> _Given exercise_
Copy the records below starting with the line that contains "# point at: white house" and going on through the line that contains "x=294, y=160", leaving the requests and their sample lines unchanged but multiplying each coordinate in the answers by 2.45 and rounding to whole numbers, with halves rounded up.

----- Dataset excerpts

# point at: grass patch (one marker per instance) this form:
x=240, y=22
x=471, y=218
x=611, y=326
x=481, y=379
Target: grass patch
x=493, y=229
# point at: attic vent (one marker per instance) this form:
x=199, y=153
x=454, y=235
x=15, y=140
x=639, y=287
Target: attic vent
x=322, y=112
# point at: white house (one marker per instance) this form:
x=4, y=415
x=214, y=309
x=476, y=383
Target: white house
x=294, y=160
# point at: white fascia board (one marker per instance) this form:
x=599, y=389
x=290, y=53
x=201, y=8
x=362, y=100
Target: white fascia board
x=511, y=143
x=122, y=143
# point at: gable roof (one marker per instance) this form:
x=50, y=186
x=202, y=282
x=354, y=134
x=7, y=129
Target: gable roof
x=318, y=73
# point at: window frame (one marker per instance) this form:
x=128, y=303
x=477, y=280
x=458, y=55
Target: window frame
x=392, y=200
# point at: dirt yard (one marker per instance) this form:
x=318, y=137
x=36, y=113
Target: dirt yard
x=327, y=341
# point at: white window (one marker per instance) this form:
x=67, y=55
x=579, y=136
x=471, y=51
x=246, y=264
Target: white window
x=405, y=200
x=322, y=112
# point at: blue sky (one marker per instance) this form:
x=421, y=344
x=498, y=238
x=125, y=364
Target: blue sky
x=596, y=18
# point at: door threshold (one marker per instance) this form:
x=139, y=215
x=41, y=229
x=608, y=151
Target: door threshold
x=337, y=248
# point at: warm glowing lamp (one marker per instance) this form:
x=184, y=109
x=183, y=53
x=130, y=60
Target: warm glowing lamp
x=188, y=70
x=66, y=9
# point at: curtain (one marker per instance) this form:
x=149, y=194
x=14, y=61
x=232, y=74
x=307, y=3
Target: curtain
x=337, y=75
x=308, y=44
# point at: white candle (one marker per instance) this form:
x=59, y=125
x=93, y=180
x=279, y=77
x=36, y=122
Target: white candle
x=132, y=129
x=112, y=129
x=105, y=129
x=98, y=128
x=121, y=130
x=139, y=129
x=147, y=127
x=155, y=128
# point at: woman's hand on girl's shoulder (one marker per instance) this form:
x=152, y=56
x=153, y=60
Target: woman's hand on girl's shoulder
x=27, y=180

----------

> _The result_
# point at: white house (one marker per instance) this form:
x=4, y=415
x=214, y=309
x=476, y=383
Target: white house
x=720, y=392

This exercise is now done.